● **PROBLEM STATEMENT**
Your task is to repeat all of the material exactly.
[Begin DATA FOR THIS EXERCISE]
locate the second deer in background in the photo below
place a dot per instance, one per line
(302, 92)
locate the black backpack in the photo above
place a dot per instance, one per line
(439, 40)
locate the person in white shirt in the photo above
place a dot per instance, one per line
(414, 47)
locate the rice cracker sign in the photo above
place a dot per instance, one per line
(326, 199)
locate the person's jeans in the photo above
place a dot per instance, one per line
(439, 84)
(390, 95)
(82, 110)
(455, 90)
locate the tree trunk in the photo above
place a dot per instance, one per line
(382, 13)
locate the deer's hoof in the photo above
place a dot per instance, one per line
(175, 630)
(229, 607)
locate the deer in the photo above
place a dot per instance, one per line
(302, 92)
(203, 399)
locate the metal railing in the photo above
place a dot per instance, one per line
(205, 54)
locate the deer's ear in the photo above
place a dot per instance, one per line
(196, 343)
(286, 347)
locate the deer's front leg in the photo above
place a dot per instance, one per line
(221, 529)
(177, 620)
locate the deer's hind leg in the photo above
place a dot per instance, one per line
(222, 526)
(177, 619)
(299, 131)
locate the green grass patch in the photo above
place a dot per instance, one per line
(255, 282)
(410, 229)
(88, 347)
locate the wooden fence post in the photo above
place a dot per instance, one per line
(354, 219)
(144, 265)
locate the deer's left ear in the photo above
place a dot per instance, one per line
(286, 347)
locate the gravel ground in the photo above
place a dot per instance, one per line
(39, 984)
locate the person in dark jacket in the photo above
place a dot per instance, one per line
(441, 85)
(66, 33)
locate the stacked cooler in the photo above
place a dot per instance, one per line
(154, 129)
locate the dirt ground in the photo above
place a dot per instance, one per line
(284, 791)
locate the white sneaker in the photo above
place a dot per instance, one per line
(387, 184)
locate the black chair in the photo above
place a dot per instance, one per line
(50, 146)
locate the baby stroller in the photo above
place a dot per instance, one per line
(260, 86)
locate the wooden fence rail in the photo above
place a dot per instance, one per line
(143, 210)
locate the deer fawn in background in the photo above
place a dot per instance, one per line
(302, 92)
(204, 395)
[End DATA FOR THIS EXERCISE]
● **TASK RESULT**
locate the second deer in background in the photo below
place a dot per instance, one per line
(302, 92)
locate the black backpack in the photo above
place a dot per instance, one per line
(439, 40)
locate the person in white shirt in the photo above
place a dot per instance, one per line
(414, 47)
locate the rice cracker sign in the photo above
place a dot per instance, one per line
(326, 199)
locate the person's jeans in the photo above
place a dot per instance, one per line
(439, 84)
(390, 95)
(82, 110)
(455, 90)
locate the tree trunk in the photo above
place a dot per instance, one per line
(382, 13)
locate the deer's hoof in the photo above
place a dot per instance, one per line
(175, 630)
(229, 607)
locate the deer in the photo above
place a dot per instance, one per line
(302, 92)
(203, 399)
locate the metal railing in the photo above
place a dot per instance, one per line
(205, 54)
locate the deer's ear in the photo above
place a dot per instance, one per line
(196, 343)
(286, 347)
locate the deer's front leg in the photo above
place a dot per instance, one per line
(221, 529)
(177, 620)
locate the deer's hind leg in the photo above
place a dot per instance, one per line
(222, 526)
(177, 619)
(299, 131)
locate the green grass patch in the photo above
place a dot per instance, one per line
(255, 282)
(410, 229)
(88, 347)
locate the wooden fence post in the photo above
place a dot per instance, one per line
(354, 219)
(144, 265)
locate the deer's left ear in the photo above
place a dot per instance, one per line
(286, 347)
locate the gravel ground in the photo above
place a dot per instance, one per line
(39, 984)
locate the person in dark jacket in the photo above
place a dot per instance, one per line
(441, 85)
(66, 33)
locate the stacked cooler in the photo above
place a dot per instance, one per line
(154, 129)
locate the dirt ground in the photo above
place a dot per instance, one per line
(284, 791)
locate the white sneaker in the photo above
place a dot per instance, one per line
(387, 184)
locate the black chair in the photo above
place a dot per instance, one per line
(50, 146)
locate the baby stroller in the photo above
place a dot per instance, one per line
(260, 86)
locate the wooden fence rail in the photo above
place a dot per instance, one per line
(143, 210)
locate the deer fawn in background in the photo above
place a dot per instance, one per line
(302, 92)
(204, 395)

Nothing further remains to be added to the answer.